Tips For Homeschooling During Coronavirus (Covid-19)

Tips for Homeschooling During Coronavirus - Lift Credit

Thanks to the coronavirus, you’re now stuck at home—with kids, who need help understanding math concepts you haven’t touched since fifth grade. Most schools across the country are closed until fall to prevent the spread of COVID-19, leaving the job of teaching to so many parents and other adults. 

If you have recently found yourself in the new role of homeschool teacher, you may have come up against any number of challenges. Forgetting how to do long division or multiply fractions, for example. Or maybe just getting an energetic 8-year-old to sit still long enough to complete his schoolwork, competing against the lure of warming weather and video games. For most parents, homeschooling during the coronavirus pandemic is not easy.

Temporary teachers, take heart: this guide offers homeschooling tips to help keep your child focused on homework and busy during “school” hours.

Tips for Homeschooling During Coronavirus

Your child’s teacher likely has a degree in education and has been doing this for years. You, on the other hand, are new to the homeschool scene, and on top of keeping your child caught up with her class, you’re trying to juggle working from home and added financial stress. These homeschooling tips will help you stay organized and keep your child on track.

> **Your tasks**
1. According to the article on homeschooling during the coronavirus, until when are most schools across the country closed?
2. Write the next part of the article on homeschooling during the coronavirus, picking up after its last sentence.

> **Study material**
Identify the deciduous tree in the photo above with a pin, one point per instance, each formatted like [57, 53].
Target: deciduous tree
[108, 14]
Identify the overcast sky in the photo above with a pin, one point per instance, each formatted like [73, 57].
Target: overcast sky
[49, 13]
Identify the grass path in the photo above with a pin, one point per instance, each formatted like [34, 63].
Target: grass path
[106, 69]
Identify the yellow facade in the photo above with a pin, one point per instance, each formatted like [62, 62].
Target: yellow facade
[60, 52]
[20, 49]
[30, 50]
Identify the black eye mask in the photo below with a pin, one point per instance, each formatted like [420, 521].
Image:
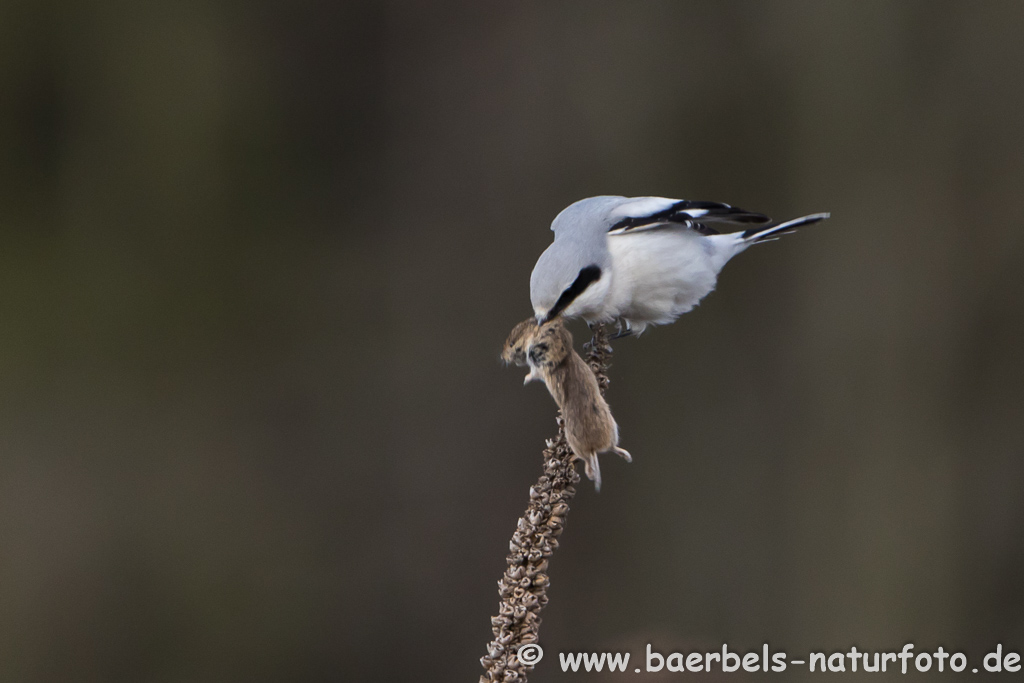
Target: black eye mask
[589, 274]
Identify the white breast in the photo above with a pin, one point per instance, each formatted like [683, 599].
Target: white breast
[658, 274]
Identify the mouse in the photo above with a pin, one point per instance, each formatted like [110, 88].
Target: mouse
[590, 427]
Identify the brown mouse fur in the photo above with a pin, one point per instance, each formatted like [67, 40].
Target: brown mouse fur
[590, 428]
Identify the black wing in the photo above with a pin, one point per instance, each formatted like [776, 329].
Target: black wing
[693, 214]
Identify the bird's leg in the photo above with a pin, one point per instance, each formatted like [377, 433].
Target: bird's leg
[593, 329]
[622, 333]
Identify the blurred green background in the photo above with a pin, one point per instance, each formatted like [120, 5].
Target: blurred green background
[257, 261]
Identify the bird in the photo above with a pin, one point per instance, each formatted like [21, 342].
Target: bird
[642, 260]
[590, 427]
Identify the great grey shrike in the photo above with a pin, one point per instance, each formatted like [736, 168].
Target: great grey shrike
[643, 260]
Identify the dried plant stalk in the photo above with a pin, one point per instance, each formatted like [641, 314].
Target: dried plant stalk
[523, 589]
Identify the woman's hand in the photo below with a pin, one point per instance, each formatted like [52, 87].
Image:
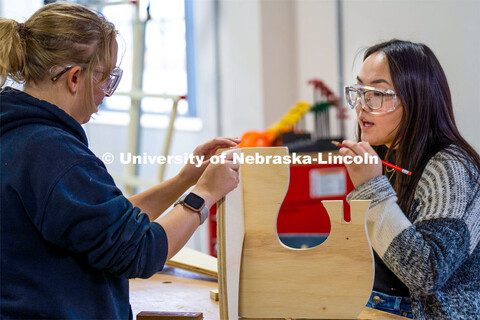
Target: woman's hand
[218, 180]
[361, 173]
[191, 172]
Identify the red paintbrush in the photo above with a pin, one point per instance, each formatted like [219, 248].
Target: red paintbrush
[388, 164]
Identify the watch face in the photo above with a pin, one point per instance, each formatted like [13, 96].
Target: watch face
[194, 201]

> **Answers to each task**
1. Until fall.

2.
1. Keep a Schedule

Your day at home with your children will go much better if you keep a structured schedule, at least on weekdays. Specify wakeup and bedtimes, meal times, and time for each school subject, homework, chore, screentime, crafts, and play. For buy-in from your children, ask for their input in creating the daily schedule. 

2. Spread Out Instruction

Don’t feel like you need to force hours of school work all at once. Break up your day into small bursts of learning. Maybe a bit of math in the morning followed by video games, with reading and science in the afternoon, followed by time outside. If your child has a big project due, break up work on it over a few days instead of trying to get it all done at once. Most full-time homeschoolers don’t teach seven hours straight—aim for two to four hours of school per day.

3. Use Your Resources

Most public schools are still in session, but online instead of in the classroom. So you aren’t alone. You may be the front line in making sure your child gets their work done and shows up at online class meetings, but your child’s teacher will provide resources and assignments. If you need extra support, reach out to your child’s school and teacher. An internet search is a great resource for helping you remember grade school concepts your child needs help with.

4. Designate a Space for Learning

Pick one or two spots in your home for doing schoolwork. A physical transition may help a child zone into learning time. Keep their school things in a basket that you can pull out when “school” starts, and pack up when it’s time for play.

5. Don’t Stress

Be forgiving of yourself and your child. This is a hard time for everyone, and bad days are almost guaranteed. Don’t feel bad if you need to throw out the schedule and take a day off to watch movies or go hiking. 

Kids’ Homeschool Activities: Extracurricular Time

What do you do with the hours when homeschool isn’t in session? Kids (and adults) can get a little stir crazy when there’s nowhere to go. These kids’ homeschool activities can help you keep your children entertained and still learning.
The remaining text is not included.